Point localization data:
_____
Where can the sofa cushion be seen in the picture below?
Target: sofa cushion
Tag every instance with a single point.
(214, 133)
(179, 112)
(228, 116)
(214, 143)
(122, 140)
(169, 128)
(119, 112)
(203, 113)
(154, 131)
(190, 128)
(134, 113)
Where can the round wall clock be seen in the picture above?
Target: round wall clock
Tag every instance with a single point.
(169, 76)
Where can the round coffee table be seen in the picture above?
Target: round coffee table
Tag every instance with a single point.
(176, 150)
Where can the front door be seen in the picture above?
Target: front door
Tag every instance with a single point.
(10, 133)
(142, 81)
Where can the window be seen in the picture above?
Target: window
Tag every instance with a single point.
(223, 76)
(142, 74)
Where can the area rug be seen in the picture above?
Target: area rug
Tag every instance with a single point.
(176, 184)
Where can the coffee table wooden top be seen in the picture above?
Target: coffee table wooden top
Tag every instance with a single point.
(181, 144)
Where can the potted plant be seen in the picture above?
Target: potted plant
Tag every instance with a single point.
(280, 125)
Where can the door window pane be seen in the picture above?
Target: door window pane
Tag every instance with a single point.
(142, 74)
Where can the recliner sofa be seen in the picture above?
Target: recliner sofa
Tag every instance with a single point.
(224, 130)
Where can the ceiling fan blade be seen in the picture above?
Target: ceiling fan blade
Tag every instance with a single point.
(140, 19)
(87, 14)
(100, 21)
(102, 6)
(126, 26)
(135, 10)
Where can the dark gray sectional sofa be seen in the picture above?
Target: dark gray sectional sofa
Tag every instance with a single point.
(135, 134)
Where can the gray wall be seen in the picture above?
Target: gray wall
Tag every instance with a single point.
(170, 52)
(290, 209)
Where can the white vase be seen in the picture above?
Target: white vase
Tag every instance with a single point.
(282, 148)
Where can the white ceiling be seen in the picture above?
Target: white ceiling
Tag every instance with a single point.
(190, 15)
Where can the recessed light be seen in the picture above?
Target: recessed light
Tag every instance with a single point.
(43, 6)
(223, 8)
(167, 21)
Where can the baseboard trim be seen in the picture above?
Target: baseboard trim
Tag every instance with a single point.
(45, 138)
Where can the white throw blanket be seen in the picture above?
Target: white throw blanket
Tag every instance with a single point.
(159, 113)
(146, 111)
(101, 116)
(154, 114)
_____
● **ACTIVITY**
What is needed is an exact repetition of all the entries above.

● **SOLUTION**
Where can the sofa cushion be seen in the picture below?
Target: sofa cushion
Tag every instance with a single point.
(214, 133)
(179, 112)
(228, 116)
(214, 143)
(122, 140)
(169, 128)
(119, 112)
(203, 113)
(154, 131)
(190, 128)
(134, 113)
Where can the round wall clock be seen in the picture above?
Target: round wall clock
Tag every instance with a single point.
(169, 76)
Where can the round coffee table be seen in the picture above?
Target: round coffee table
Tag every instance with a single point.
(176, 150)
Where can the front door be seen in the picture above?
Target: front door
Tag every instance with a single point.
(10, 133)
(142, 81)
Where can the window be seen in the picture above?
Target: window
Tag every instance with a single point.
(223, 76)
(142, 74)
Where can the area rug be seen in the picture above?
Target: area rug
Tag every instance with a single point.
(176, 184)
Where can the coffee table wooden top be seen in the picture above?
Target: coffee table wooden top
Tag every instance with a single point.
(181, 144)
Where can the potted plant be seen in the picture above?
Target: potted plant
Tag every instance with a single point.
(280, 125)
Where can the door window pane be seen in the picture above?
Target: door window pane
Tag every instance with a single point.
(142, 74)
Where can the recliner sofa be seen in the picture above?
Target: recliner sofa
Tag every instance with a single point.
(224, 130)
Where can the ceiling fan blade be seen in the picture above?
Target: ceiling fan blade
Tag every instance with a single point.
(140, 19)
(87, 14)
(100, 21)
(102, 6)
(126, 26)
(135, 10)
Where can the dark gray sectional sofa be seen in the picture above?
Target: dark gray sectional sofa
Tag every instance with a single point.
(135, 134)
Where can the gray wall be seen in the picture above?
Target: gray wall
Tag every instance with a single point.
(170, 52)
(290, 209)
Where can the white vase be seen in the picture above?
Target: white vase
Tag every instance with a single point.
(282, 148)
Where can the white ceiling be seen in the picture above?
Target: white ceiling
Tag every instance with a single point.
(190, 15)
Where can the recessed light be seen in the picture above?
Target: recessed light
Tag every instance with a single point.
(43, 6)
(223, 8)
(167, 21)
Where can the baseboard trim be seen in the picture above?
Target: baseboard trim
Tag every instance with a single point.
(45, 138)
Where can the white throw blanket be seen in the picture above?
Target: white throw blanket
Tag every instance with a single point.
(159, 113)
(146, 111)
(101, 116)
(154, 114)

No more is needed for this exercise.